* [Available data]:
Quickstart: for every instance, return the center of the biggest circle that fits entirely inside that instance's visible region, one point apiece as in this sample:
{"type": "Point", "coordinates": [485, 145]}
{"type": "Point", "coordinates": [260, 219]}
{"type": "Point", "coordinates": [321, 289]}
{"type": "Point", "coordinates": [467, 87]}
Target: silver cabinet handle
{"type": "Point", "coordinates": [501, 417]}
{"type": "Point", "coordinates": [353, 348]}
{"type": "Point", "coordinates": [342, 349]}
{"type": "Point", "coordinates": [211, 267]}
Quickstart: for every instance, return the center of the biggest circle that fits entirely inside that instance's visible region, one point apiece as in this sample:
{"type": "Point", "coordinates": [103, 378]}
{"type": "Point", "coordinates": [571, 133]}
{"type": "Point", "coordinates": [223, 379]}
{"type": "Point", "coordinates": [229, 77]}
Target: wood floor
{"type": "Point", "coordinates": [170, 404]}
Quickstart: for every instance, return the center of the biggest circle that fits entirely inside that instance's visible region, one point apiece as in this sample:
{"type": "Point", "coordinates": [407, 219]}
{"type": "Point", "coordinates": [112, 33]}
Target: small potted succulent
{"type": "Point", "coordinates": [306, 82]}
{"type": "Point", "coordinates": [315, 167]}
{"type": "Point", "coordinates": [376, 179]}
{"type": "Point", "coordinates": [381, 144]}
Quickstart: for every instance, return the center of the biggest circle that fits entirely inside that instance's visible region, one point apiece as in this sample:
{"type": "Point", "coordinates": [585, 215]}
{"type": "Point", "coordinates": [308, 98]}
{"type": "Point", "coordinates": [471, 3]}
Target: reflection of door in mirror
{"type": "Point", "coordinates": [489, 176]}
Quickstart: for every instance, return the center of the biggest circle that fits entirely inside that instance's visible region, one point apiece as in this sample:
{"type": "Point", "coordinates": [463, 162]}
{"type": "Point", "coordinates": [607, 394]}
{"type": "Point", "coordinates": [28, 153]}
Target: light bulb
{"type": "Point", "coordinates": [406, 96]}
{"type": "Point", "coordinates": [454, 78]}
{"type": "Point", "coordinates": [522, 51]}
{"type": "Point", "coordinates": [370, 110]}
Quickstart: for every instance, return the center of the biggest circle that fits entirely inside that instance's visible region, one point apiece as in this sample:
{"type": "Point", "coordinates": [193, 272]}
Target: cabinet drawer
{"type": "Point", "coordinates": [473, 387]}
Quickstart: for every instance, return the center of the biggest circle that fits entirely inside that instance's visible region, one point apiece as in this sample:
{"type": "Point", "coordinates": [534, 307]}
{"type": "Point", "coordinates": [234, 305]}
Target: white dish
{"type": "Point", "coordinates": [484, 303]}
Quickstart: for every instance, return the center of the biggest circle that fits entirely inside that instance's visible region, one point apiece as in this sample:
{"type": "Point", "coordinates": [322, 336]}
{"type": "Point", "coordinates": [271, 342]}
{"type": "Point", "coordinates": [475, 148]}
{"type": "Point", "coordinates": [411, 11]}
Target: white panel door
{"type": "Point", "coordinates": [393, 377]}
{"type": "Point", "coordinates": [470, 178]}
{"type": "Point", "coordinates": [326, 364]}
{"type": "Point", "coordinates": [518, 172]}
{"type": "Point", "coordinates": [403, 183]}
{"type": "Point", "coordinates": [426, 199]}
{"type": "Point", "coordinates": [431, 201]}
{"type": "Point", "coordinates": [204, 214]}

* [Problem to work on]: Please set down all the data word for word.

* [Result for this exercise]:
Quickstart: for every instance, return the center of the biggest circle that fits entirely inside that instance's visible region, one point apiece as in this sample:
{"type": "Point", "coordinates": [485, 145]}
{"type": "Point", "coordinates": [260, 219]}
{"type": "Point", "coordinates": [321, 289]}
{"type": "Point", "coordinates": [467, 87]}
Target: silver cabinet handle
{"type": "Point", "coordinates": [501, 417]}
{"type": "Point", "coordinates": [353, 348]}
{"type": "Point", "coordinates": [342, 349]}
{"type": "Point", "coordinates": [211, 267]}
Quickstart: for every instance, return the center of the biggest circle that fits entirely inside that instance's visible region, one point apiece as in this sample:
{"type": "Point", "coordinates": [103, 378]}
{"type": "Point", "coordinates": [571, 133]}
{"type": "Point", "coordinates": [223, 379]}
{"type": "Point", "coordinates": [229, 77]}
Target: wood floor
{"type": "Point", "coordinates": [170, 404]}
Quickstart: for every instance, return the center of the biggest circle that fits entirely inside that instance's visible region, one point apiece as in this sample:
{"type": "Point", "coordinates": [407, 219]}
{"type": "Point", "coordinates": [112, 33]}
Target: small potted succulent
{"type": "Point", "coordinates": [306, 82]}
{"type": "Point", "coordinates": [315, 167]}
{"type": "Point", "coordinates": [376, 179]}
{"type": "Point", "coordinates": [381, 144]}
Quickstart: for every instance, return the center of the biggest circle that fits entirely inside that instance's visible region, one point apiece as in this sample:
{"type": "Point", "coordinates": [585, 215]}
{"type": "Point", "coordinates": [308, 98]}
{"type": "Point", "coordinates": [471, 3]}
Target: reflection of door in mirror
{"type": "Point", "coordinates": [489, 176]}
Quickstart: for every instance, return the center of the biggest circle that fits entirely inside that instance's visible region, one point apiece as in this sample:
{"type": "Point", "coordinates": [463, 162]}
{"type": "Point", "coordinates": [607, 394]}
{"type": "Point", "coordinates": [28, 153]}
Target: light bulb
{"type": "Point", "coordinates": [406, 96]}
{"type": "Point", "coordinates": [454, 78]}
{"type": "Point", "coordinates": [522, 51]}
{"type": "Point", "coordinates": [370, 110]}
Quickstart: for every instance, return the center of the biggest circle that fits entirely inside that instance's visible region, one point apiece as in this sample:
{"type": "Point", "coordinates": [193, 272]}
Target: cabinet drawer
{"type": "Point", "coordinates": [473, 387]}
Quickstart: for every instance, return the center of the biggest circle that fits entirely inside that instance's visible region, one point apiece as in this sample:
{"type": "Point", "coordinates": [534, 307]}
{"type": "Point", "coordinates": [234, 305]}
Target: white dish
{"type": "Point", "coordinates": [484, 303]}
Quickstart: for every instance, return the center of the biggest circle that fits entirely inside that instance's visible region, one point apiece as in this sample:
{"type": "Point", "coordinates": [322, 336]}
{"type": "Point", "coordinates": [271, 342]}
{"type": "Point", "coordinates": [475, 148]}
{"type": "Point", "coordinates": [411, 11]}
Target: white panel door
{"type": "Point", "coordinates": [393, 377]}
{"type": "Point", "coordinates": [470, 178]}
{"type": "Point", "coordinates": [326, 364]}
{"type": "Point", "coordinates": [518, 172]}
{"type": "Point", "coordinates": [403, 183]}
{"type": "Point", "coordinates": [426, 199]}
{"type": "Point", "coordinates": [431, 201]}
{"type": "Point", "coordinates": [204, 214]}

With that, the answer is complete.